--- START ---
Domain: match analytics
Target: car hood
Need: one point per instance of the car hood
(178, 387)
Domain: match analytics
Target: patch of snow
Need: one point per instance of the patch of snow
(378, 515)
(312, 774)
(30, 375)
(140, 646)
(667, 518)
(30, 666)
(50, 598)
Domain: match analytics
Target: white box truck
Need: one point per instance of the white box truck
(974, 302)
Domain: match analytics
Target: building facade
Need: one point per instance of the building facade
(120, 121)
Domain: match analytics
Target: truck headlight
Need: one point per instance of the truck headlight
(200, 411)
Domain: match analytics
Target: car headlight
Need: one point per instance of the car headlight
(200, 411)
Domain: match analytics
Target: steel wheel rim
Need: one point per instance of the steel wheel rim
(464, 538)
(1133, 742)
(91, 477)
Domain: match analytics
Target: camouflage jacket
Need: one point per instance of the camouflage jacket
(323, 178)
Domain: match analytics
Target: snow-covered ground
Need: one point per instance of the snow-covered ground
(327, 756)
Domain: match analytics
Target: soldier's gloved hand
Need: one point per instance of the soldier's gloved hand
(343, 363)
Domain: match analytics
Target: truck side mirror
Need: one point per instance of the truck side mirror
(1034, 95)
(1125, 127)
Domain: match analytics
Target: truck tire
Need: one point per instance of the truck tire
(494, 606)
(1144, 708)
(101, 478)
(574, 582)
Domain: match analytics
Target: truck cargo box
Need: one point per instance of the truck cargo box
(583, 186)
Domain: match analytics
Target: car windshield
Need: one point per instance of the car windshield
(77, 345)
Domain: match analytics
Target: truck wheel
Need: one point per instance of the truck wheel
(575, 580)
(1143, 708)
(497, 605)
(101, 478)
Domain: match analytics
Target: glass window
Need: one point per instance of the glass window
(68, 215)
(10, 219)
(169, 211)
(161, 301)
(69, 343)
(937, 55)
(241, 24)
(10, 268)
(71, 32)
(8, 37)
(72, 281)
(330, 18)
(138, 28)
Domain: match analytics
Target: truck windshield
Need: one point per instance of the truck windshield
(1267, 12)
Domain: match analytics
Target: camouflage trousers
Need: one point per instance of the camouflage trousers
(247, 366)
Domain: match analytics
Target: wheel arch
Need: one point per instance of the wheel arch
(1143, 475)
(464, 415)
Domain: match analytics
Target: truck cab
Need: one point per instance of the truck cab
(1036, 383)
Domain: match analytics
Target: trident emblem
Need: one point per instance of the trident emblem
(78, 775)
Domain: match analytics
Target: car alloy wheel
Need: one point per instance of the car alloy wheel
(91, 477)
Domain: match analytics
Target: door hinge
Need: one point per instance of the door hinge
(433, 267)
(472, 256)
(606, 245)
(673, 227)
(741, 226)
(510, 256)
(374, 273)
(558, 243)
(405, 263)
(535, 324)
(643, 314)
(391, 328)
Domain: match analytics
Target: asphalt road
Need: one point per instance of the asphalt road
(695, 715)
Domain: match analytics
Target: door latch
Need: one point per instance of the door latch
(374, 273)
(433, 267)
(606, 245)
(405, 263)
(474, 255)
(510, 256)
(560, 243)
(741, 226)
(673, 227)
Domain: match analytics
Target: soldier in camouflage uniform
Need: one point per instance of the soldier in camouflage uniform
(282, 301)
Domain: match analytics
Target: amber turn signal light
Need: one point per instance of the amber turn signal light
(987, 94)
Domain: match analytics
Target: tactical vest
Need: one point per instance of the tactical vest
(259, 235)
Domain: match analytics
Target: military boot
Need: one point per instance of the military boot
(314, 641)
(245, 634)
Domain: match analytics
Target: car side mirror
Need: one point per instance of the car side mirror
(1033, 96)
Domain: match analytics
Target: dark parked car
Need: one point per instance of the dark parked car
--- END ---
## Requirement
Only the lines containing the word "dark" should be returned from the data above.

## Written answer
Target: dark parked car
Need: one point per instance of the dark parked car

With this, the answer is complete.